_Study material_:

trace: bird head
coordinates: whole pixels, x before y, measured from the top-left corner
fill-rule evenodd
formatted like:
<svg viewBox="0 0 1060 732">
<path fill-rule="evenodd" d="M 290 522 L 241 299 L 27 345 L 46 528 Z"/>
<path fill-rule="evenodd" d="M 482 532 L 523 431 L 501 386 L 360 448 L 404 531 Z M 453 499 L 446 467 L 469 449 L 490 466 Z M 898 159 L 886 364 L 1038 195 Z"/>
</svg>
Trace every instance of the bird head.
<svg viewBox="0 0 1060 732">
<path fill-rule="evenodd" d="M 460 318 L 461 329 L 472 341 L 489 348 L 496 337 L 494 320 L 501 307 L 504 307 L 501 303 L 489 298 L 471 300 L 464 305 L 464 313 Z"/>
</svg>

_What this task involves_: What do the lines from the one with "coordinates: whole pixels, x" through the last line of the entries say? Print them word for word, both ends included, and nothing else.

_Your response_:
coordinates: whole pixels, x before y, measured from the top-left corner
fill-rule evenodd
formatted like:
<svg viewBox="0 0 1060 732">
<path fill-rule="evenodd" d="M 290 522 L 241 299 L 27 345 L 46 528 Z"/>
<path fill-rule="evenodd" d="M 482 532 L 523 431 L 501 386 L 360 448 L 404 531 Z M 453 499 L 446 467 L 469 449 L 490 466 Z M 898 159 L 886 364 L 1038 195 Z"/>
</svg>
Trace every instance of the bird head.
<svg viewBox="0 0 1060 732">
<path fill-rule="evenodd" d="M 460 318 L 461 329 L 472 341 L 489 348 L 496 337 L 494 320 L 501 307 L 504 307 L 501 303 L 489 298 L 471 300 L 464 305 L 464 313 Z"/>
</svg>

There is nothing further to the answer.